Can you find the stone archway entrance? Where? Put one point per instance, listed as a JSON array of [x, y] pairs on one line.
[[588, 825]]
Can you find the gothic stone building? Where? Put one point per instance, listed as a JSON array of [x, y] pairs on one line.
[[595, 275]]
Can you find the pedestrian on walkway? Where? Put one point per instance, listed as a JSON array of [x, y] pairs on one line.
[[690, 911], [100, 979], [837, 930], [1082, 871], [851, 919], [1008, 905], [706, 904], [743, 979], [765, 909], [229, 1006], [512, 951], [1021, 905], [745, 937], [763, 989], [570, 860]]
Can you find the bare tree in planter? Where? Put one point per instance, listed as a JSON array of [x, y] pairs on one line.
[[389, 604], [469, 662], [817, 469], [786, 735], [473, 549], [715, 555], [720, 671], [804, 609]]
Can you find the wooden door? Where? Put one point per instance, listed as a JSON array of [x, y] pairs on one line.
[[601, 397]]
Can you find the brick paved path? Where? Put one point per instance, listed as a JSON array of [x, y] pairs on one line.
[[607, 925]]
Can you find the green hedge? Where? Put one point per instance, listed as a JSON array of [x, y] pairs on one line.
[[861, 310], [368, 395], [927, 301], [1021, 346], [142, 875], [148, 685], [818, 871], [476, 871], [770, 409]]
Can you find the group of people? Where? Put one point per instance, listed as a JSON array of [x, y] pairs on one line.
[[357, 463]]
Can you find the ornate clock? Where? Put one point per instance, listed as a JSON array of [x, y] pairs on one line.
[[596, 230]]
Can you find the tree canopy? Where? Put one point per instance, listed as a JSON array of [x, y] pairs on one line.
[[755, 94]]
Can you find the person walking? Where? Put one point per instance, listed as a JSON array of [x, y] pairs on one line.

::::

*Written exercise*. Copy out the items above word for word, beginning at the line that contains "Can you find the bare" and stopping after the line that contains "[[596, 230]]".

*Output for this exercise*.
Can you find the bare tree in planter? Where? Put one point per instance, listed as a JSON array of [x, y] pairs on one line.
[[389, 604], [469, 662], [817, 469], [786, 735], [473, 549], [715, 555], [720, 671], [804, 609]]
Can you find the wooden door? Where? Put one point per instance, listed as a JSON array of [x, y] pairs on one line.
[[601, 397]]
Can you find the brick paved path? Where? Put one point per instance, listed as a JSON array of [x, y] pairs on one line.
[[607, 925]]
Can you find the green hedge? Where? Put one point per instance, listed as a JSON array of [x, y] pairs on one line.
[[861, 310], [368, 395], [927, 301], [1021, 346], [142, 875], [148, 685], [818, 871], [476, 871], [770, 409]]
Can you find the group of people? Where? Put one point per instance, listed as a JSON array of [x, y] pairs on one line.
[[357, 463]]
Can you find the ornate clock? Where? Put one point per instance, listed as a JSON array of [x, y] pairs on one line.
[[596, 230]]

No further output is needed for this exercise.